Across the records, count every line that includes "image" and give the number by itself.

- **AVAILABLE DATA**
****

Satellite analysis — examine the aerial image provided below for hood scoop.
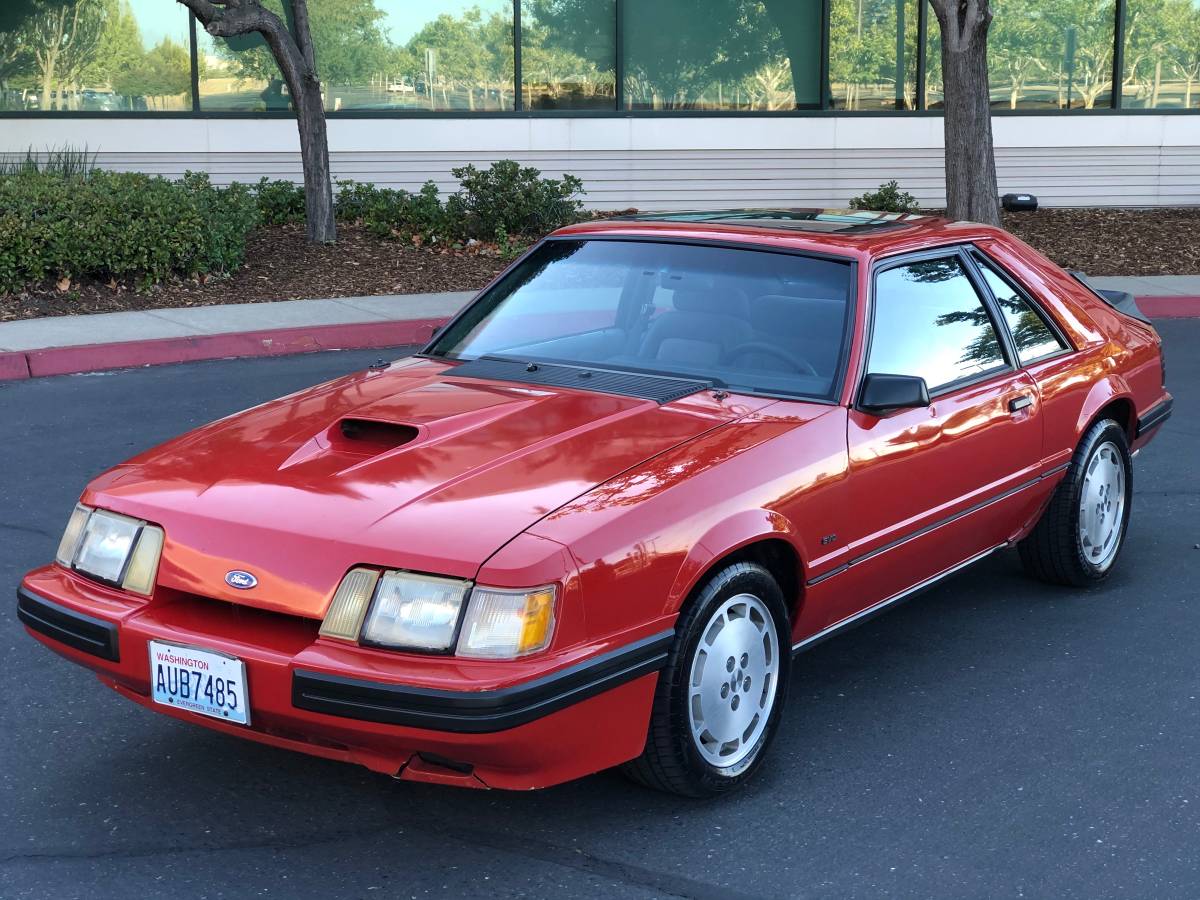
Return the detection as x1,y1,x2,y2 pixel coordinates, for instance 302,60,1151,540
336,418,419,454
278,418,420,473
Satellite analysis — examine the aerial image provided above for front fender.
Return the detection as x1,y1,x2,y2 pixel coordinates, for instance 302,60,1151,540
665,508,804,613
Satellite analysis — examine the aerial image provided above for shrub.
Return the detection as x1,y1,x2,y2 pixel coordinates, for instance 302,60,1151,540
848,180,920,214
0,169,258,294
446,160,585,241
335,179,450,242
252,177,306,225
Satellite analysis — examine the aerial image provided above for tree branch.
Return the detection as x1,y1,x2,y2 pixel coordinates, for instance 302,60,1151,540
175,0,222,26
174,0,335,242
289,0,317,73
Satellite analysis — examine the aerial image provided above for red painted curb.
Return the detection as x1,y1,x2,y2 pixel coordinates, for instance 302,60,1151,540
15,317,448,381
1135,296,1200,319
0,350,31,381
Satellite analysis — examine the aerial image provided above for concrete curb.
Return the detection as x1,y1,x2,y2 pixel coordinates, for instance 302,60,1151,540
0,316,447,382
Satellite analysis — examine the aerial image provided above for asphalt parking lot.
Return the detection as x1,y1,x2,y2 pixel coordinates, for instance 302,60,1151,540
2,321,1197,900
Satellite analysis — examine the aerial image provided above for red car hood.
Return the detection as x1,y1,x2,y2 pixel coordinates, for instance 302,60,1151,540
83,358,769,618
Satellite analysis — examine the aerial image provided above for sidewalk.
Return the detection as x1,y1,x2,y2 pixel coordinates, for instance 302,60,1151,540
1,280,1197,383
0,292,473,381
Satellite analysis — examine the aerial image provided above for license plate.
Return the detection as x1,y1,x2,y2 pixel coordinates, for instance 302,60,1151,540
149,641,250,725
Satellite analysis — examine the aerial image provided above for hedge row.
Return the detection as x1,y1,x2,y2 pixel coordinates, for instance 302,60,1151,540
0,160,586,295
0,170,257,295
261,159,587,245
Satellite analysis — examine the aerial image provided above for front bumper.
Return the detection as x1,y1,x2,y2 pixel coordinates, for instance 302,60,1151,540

****

- **SOLUTION**
12